→ Objective:
Write out precisely the lines beginning with the line that contains "grey stone surface." and ending with the last line of the entries, and no other lines.

→ Provided records:
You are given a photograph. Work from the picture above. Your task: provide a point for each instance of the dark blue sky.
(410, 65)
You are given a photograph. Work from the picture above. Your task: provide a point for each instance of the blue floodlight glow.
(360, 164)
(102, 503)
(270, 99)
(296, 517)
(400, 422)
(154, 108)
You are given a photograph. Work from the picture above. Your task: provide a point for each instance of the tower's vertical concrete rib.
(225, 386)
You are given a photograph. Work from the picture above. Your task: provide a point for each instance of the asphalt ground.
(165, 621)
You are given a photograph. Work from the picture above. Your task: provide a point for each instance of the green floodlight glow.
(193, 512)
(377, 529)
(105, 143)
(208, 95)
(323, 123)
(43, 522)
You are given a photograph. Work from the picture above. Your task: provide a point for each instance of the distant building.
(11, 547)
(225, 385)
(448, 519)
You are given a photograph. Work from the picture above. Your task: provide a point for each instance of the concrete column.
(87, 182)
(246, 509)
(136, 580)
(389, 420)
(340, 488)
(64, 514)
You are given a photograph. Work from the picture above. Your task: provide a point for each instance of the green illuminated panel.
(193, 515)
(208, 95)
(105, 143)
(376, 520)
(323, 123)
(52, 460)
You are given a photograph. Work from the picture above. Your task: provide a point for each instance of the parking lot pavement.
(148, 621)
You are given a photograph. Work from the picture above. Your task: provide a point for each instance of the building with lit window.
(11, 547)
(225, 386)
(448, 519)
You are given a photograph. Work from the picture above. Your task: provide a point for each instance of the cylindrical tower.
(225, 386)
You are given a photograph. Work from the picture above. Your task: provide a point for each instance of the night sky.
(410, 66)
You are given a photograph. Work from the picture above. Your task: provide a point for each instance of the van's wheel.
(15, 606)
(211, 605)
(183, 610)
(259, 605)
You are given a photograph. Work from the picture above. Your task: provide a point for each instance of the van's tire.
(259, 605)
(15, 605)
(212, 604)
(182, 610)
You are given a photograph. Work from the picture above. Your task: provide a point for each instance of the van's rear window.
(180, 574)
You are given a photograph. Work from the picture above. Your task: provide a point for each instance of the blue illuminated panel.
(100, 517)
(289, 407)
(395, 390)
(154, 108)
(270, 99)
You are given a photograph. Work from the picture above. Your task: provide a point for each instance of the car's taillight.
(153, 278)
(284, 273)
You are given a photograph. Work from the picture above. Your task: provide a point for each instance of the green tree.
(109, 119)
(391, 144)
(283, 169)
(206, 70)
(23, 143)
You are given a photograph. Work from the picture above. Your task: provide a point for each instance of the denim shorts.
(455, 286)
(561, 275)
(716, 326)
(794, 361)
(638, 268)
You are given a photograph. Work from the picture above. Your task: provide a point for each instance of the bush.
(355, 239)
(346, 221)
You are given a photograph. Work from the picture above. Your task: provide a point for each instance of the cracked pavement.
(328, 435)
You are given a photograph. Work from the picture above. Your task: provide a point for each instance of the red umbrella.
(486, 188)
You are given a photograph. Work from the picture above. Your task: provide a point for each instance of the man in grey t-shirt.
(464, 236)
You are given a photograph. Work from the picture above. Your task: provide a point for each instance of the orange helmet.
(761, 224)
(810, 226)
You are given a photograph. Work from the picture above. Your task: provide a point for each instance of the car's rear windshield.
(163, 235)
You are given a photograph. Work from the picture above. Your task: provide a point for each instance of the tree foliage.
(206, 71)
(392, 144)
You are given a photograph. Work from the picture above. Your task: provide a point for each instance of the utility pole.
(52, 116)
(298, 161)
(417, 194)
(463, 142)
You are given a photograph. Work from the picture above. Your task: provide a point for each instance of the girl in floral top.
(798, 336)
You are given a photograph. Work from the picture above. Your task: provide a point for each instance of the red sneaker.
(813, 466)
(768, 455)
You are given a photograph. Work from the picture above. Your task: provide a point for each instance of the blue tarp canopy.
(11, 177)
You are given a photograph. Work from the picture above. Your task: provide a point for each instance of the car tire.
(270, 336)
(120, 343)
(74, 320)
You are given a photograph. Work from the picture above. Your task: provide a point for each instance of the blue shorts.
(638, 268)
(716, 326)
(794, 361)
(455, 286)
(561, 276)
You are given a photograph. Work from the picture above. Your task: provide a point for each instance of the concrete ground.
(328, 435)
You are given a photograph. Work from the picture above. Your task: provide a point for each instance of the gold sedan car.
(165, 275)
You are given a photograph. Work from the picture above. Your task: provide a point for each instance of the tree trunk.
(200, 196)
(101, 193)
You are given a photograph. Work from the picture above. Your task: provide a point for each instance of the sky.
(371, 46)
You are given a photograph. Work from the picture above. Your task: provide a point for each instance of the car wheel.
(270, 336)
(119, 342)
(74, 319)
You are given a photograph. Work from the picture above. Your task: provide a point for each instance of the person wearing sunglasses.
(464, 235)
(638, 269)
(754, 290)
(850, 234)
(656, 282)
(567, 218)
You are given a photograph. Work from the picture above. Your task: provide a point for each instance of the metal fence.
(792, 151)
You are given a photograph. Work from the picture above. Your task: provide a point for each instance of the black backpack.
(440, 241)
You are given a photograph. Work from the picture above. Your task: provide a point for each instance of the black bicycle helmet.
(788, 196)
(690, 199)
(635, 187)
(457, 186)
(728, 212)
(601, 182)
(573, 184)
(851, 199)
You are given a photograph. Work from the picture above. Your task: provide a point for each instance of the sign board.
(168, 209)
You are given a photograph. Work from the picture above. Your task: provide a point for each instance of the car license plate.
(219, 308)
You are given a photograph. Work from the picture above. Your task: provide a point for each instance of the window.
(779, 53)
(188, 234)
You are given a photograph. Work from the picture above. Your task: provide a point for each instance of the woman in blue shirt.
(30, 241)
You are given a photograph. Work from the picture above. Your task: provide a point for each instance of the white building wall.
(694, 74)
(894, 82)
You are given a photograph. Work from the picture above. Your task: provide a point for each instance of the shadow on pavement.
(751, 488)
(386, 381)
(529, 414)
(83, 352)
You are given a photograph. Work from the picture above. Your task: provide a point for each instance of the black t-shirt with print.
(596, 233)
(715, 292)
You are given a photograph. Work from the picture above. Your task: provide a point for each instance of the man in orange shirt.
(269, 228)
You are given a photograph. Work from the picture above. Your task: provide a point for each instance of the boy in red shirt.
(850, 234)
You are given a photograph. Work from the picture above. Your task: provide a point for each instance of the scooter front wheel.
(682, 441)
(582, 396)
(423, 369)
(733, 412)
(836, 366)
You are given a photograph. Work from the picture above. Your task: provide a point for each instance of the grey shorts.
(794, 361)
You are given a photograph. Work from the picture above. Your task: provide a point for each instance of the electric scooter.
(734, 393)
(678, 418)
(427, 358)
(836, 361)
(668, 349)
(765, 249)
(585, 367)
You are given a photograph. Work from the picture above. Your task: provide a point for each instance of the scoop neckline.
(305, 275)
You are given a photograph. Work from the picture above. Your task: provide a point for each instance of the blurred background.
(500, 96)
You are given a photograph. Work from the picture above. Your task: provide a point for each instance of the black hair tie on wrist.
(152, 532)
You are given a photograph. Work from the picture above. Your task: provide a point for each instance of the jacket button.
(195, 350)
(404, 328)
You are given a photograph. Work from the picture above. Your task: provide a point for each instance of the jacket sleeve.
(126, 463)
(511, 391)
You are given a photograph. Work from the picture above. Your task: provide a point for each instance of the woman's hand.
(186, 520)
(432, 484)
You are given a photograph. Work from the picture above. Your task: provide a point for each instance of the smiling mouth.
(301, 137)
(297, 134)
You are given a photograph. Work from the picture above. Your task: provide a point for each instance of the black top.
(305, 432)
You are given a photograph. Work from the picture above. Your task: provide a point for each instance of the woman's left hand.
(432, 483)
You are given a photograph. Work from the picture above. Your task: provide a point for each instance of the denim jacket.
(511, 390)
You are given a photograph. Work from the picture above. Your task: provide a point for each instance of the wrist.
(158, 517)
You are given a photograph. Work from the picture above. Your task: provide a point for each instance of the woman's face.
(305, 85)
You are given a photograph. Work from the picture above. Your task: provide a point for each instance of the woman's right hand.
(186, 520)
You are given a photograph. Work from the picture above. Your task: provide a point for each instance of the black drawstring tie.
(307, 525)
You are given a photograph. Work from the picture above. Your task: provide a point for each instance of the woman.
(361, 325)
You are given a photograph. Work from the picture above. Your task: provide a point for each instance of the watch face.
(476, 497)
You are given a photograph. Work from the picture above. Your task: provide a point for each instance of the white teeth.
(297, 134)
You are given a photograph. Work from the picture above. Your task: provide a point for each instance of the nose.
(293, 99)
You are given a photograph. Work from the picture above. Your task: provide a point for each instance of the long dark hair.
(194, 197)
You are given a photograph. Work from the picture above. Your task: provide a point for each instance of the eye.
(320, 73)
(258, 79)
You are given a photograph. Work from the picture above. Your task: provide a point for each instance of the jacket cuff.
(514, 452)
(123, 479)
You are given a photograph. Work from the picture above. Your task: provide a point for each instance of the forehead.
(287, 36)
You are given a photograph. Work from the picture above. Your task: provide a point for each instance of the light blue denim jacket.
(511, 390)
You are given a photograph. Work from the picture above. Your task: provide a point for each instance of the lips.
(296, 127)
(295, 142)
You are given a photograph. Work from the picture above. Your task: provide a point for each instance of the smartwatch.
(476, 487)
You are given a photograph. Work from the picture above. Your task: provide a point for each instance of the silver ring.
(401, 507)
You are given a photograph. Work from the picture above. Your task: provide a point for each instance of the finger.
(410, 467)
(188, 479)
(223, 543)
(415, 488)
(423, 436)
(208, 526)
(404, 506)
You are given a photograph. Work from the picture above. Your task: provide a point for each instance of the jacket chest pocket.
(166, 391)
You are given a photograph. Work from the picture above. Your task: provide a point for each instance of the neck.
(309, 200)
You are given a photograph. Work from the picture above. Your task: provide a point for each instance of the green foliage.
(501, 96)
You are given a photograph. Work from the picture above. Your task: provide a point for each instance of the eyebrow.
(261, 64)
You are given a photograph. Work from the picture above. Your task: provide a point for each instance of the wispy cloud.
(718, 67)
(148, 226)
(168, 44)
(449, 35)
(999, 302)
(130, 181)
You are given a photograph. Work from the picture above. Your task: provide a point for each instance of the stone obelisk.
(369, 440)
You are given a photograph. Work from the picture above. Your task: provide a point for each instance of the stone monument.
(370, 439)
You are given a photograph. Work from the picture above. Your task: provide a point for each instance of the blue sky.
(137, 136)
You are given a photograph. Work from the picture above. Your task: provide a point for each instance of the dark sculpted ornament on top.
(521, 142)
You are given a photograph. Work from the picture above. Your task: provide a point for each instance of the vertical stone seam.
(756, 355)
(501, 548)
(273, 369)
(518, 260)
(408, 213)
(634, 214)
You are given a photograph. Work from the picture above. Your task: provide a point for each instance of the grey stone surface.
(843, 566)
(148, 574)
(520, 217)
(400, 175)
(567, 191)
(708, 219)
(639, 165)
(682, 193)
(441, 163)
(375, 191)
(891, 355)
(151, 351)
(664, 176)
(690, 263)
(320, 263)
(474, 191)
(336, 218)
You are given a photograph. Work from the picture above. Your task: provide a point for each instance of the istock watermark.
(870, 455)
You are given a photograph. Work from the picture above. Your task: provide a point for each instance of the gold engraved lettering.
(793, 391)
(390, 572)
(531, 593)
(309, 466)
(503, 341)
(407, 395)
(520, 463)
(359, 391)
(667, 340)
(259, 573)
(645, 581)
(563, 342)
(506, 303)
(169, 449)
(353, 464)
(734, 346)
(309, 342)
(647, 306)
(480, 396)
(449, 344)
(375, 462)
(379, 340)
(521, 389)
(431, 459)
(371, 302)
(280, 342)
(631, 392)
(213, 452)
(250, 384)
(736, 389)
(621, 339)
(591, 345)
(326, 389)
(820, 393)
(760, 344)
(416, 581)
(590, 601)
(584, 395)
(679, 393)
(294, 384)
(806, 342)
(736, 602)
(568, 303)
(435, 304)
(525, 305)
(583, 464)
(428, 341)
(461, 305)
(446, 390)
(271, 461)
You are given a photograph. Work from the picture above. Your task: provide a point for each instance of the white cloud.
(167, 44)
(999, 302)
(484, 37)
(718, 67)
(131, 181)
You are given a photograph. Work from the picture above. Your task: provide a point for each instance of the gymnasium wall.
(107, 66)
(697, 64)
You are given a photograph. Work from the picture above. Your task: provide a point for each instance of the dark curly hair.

→ Correct result:
You are given a photograph. Work from the picture above. Your task: provide a point for each instance of the grey stone surface.
(843, 566)
(148, 574)
(520, 217)
(400, 175)
(567, 191)
(708, 219)
(639, 165)
(682, 193)
(441, 163)
(375, 191)
(891, 355)
(151, 351)
(664, 176)
(690, 263)
(320, 263)
(474, 191)
(336, 218)
You are given a photograph. Work from the picture above. Your task: provide a point for each instance of the istock watermark.
(870, 455)
You are given a photograph. Work from the picture above. Your task: provide a point for each instance of the gold engraved lettering.
(793, 391)
(390, 572)
(531, 593)
(309, 466)
(503, 341)
(407, 395)
(520, 463)
(359, 391)
(667, 340)
(259, 573)
(645, 581)
(563, 342)
(506, 303)
(169, 449)
(353, 464)
(734, 346)
(309, 342)
(647, 306)
(480, 396)
(449, 344)
(375, 462)
(379, 340)
(521, 389)
(431, 459)
(371, 302)
(280, 342)
(631, 392)
(213, 452)
(250, 384)
(736, 389)
(621, 339)
(591, 345)
(326, 389)
(820, 393)
(760, 344)
(416, 581)
(590, 601)
(584, 395)
(679, 393)
(294, 384)
(806, 342)
(736, 602)
(568, 303)
(435, 304)
(525, 305)
(583, 464)
(428, 341)
(461, 305)
(446, 390)
(271, 461)
You are given a photograph. Work from the picture above. Your task: provide a point for each instance of the white cloud.
(167, 44)
(999, 302)
(484, 37)
(718, 67)
(131, 181)
You are given a photograph. Work from the picture above. Your task: provide a point for each instance of the gymnasium wall.
(107, 66)
(697, 64)
You are given a photograph. Work from the picture above. Your task: provide a point for each instance of the dark curly hair.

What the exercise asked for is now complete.